▸ **Brief**:
Locate every line in the rows below that contains the string "trace", treating uppercase and lowercase as different, and copy each of those lines in full.

▸ **Information shown**:
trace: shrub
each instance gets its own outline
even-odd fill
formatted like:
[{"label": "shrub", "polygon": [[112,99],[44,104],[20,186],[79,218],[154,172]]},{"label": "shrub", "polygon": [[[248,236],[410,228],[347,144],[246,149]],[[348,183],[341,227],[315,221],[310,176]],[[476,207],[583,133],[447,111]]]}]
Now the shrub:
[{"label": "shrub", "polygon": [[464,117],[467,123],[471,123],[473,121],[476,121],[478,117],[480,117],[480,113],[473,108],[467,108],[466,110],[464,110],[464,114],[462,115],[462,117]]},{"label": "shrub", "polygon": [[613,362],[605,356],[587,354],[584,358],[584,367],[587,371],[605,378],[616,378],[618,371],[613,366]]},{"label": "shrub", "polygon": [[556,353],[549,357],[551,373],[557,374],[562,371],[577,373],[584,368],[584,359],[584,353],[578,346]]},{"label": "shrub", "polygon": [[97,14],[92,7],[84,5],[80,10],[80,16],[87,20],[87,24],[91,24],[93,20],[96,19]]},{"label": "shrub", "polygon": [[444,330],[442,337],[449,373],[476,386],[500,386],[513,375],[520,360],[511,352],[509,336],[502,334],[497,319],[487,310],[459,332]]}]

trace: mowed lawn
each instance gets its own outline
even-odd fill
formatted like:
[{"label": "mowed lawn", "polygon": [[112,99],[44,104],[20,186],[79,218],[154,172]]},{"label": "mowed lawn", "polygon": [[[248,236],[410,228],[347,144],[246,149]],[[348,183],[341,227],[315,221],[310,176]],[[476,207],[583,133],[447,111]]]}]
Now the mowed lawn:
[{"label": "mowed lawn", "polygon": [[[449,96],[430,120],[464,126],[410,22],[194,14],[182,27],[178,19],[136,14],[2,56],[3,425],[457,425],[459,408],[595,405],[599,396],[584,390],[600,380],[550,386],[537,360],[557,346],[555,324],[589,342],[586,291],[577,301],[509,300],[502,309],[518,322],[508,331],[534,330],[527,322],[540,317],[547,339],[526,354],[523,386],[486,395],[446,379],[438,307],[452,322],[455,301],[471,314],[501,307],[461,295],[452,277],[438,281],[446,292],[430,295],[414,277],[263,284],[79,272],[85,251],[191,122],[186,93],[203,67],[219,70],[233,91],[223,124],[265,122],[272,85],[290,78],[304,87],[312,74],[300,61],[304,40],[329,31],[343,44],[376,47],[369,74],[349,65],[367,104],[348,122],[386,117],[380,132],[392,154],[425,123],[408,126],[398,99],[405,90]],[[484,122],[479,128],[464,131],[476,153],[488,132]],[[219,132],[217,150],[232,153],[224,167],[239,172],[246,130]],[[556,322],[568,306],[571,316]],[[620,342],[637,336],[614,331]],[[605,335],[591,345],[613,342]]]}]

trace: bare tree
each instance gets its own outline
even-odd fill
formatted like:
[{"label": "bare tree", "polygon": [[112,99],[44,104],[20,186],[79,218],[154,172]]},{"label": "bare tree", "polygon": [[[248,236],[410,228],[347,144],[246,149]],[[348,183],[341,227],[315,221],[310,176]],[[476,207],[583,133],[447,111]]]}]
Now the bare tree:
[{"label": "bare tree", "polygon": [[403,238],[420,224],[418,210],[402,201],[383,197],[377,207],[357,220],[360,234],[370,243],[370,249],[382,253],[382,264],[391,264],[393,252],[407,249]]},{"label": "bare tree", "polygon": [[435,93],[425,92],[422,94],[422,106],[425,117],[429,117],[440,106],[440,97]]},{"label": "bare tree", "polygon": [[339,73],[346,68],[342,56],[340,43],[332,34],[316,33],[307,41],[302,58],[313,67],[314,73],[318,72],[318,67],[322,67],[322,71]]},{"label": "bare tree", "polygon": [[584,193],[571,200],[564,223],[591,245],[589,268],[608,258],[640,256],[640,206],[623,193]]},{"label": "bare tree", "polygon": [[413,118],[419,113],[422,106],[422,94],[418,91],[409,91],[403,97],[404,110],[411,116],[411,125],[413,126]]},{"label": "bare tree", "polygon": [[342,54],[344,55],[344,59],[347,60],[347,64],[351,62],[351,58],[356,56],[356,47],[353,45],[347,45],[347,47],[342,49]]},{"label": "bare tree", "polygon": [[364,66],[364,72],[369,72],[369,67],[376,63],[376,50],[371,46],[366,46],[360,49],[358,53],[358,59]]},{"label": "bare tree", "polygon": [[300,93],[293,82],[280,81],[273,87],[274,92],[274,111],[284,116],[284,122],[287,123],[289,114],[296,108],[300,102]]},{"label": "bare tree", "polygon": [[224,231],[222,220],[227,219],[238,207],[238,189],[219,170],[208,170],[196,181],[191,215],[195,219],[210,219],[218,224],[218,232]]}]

▸ **Task solution**:
trace: shrub
trace: mowed lawn
trace: bare tree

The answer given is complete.